-------- Extracted material

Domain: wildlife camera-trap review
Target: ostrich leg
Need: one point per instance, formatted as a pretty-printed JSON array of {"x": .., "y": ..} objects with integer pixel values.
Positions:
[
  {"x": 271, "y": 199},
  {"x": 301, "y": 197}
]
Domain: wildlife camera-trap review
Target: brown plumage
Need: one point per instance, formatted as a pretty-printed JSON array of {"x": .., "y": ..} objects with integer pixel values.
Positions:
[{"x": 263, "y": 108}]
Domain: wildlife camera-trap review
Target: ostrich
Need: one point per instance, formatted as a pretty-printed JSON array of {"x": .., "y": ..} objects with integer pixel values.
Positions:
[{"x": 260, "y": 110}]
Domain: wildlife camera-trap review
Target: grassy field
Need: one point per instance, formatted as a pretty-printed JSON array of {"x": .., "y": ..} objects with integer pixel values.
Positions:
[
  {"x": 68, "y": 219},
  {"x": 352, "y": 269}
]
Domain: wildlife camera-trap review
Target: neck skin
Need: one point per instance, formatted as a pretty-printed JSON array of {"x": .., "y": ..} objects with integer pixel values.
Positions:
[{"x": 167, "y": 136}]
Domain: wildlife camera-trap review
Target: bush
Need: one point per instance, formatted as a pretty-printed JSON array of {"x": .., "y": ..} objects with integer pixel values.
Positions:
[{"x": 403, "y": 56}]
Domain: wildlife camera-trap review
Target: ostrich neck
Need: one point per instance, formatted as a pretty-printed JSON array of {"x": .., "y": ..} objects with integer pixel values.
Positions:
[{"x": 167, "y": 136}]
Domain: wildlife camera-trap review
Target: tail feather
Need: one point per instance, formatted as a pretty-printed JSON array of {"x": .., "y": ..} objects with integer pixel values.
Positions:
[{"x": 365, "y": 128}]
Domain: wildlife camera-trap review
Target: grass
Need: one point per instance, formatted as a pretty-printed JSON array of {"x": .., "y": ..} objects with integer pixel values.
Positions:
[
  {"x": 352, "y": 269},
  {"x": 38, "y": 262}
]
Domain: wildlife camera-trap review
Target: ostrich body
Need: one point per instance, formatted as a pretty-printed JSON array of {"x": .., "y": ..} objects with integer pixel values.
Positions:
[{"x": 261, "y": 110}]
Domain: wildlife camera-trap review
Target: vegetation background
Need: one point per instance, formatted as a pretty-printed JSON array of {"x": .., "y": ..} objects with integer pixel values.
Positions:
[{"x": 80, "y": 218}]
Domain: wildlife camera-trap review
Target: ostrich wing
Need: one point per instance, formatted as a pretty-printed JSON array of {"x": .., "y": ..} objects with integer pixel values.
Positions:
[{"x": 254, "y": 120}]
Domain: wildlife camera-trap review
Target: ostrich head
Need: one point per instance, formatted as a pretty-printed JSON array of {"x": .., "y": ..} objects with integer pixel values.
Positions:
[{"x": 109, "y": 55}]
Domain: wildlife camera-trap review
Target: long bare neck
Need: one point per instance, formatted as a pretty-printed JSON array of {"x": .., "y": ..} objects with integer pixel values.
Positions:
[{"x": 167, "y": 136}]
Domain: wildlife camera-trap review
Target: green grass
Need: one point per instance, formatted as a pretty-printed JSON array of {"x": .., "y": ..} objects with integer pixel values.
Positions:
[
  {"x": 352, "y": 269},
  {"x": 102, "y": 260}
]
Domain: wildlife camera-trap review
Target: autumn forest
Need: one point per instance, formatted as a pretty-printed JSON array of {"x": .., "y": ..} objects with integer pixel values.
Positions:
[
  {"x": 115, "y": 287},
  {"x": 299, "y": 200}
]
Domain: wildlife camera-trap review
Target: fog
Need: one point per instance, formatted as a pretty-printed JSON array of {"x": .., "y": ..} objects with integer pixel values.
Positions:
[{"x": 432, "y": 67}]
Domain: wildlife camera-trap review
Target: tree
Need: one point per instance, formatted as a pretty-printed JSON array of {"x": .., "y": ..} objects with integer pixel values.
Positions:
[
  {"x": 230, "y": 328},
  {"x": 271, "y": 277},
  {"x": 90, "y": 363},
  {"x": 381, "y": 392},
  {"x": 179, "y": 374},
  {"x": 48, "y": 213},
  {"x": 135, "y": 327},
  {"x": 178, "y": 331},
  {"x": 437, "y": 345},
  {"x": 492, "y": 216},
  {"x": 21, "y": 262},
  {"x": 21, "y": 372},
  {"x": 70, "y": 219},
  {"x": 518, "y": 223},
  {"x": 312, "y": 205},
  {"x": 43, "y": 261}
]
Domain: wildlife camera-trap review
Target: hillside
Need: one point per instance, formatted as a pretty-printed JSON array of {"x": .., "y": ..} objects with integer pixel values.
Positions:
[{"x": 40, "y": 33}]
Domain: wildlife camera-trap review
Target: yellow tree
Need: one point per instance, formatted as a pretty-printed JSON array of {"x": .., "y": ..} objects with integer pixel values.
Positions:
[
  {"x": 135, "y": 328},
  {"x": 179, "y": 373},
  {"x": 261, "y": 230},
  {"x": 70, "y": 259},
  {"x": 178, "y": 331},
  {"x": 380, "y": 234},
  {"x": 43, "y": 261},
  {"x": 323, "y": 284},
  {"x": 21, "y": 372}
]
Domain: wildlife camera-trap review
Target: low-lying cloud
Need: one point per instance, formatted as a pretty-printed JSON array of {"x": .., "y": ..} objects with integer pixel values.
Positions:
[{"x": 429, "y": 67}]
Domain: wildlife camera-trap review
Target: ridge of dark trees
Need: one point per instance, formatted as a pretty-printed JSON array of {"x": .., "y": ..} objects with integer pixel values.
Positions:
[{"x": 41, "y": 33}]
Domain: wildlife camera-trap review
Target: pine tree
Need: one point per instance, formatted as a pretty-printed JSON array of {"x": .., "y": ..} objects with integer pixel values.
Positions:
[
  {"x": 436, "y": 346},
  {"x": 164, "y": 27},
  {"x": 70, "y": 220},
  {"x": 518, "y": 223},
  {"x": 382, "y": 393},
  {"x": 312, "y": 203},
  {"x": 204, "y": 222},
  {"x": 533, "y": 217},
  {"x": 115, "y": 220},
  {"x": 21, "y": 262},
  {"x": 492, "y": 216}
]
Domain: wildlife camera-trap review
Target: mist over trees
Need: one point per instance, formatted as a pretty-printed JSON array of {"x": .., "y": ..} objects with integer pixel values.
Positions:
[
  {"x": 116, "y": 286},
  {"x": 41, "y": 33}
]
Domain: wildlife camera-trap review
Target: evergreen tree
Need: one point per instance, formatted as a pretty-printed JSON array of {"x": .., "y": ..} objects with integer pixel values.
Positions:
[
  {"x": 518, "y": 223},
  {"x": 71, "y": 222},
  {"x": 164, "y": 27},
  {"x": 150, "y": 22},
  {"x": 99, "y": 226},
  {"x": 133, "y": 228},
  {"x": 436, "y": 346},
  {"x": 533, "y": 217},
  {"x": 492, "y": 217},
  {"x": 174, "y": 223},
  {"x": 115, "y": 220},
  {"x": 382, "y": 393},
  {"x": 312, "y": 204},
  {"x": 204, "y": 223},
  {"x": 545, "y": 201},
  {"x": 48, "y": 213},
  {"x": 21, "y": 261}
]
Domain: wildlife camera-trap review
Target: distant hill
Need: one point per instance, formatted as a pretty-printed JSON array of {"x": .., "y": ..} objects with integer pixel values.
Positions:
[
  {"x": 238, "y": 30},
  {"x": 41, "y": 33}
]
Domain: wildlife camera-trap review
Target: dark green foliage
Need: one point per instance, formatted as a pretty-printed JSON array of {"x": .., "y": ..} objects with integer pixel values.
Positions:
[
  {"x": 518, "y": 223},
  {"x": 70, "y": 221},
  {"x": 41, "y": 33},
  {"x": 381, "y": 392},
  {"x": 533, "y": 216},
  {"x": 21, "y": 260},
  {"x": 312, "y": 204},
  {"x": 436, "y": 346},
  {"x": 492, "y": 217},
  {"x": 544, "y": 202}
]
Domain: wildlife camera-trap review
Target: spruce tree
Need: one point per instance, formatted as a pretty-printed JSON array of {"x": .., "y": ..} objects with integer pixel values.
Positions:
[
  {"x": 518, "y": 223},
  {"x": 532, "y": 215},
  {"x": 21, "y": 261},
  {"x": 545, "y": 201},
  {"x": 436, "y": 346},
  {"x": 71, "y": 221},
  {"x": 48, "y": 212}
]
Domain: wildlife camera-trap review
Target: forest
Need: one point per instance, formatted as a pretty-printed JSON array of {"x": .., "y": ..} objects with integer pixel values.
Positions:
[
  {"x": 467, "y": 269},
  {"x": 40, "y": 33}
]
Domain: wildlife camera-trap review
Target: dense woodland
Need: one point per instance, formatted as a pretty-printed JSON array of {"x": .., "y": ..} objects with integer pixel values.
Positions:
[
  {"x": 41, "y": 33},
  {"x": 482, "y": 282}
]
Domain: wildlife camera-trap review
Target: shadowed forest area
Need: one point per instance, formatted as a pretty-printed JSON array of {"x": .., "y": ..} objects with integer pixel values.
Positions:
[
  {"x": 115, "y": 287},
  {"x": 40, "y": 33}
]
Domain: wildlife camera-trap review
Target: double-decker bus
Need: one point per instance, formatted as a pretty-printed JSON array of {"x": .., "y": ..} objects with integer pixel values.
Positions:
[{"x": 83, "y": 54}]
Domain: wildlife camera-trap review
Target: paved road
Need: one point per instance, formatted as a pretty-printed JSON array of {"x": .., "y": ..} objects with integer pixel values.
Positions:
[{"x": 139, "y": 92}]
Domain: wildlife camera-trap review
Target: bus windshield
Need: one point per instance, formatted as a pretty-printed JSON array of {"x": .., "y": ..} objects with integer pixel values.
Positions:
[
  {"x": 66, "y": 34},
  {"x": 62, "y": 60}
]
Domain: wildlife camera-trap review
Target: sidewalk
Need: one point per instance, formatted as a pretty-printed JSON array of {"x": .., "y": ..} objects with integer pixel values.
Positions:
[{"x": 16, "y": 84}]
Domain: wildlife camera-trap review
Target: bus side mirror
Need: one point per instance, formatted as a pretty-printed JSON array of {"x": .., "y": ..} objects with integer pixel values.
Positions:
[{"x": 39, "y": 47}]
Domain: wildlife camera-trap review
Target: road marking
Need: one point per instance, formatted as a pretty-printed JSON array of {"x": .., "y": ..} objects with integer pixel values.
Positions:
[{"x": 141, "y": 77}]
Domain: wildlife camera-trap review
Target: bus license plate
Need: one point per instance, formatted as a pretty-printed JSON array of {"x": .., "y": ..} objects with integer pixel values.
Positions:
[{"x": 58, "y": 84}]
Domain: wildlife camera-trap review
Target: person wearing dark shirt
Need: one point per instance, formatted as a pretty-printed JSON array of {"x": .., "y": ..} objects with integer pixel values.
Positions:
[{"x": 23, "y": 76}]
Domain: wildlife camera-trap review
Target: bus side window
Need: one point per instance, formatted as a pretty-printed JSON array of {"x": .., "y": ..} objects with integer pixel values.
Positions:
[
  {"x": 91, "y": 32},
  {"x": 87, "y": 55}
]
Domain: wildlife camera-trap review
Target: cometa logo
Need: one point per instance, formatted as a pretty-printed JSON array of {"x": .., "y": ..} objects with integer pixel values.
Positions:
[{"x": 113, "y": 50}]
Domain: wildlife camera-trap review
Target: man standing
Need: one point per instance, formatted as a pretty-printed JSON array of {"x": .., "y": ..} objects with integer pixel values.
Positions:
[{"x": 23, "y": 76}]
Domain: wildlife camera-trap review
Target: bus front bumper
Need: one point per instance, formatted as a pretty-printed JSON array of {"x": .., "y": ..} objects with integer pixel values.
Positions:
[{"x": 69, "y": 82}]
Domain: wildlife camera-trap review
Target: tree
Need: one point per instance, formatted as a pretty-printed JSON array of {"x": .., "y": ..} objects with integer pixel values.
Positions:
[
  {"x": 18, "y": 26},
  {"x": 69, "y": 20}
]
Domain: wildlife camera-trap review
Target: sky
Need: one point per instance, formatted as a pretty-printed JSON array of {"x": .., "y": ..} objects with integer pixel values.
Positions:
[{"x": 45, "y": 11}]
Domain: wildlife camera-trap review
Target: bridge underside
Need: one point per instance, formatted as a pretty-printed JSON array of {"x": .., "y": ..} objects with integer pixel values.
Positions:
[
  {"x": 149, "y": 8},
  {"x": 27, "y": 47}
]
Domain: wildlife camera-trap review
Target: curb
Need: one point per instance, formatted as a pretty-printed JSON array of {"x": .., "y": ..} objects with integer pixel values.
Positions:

----------------

**Problem details:** Locate every line in the records above that contains the string "trees" and copy each of those lines in full.

**Correct output:**
Target: ridge of dark trees
Target: mist over trees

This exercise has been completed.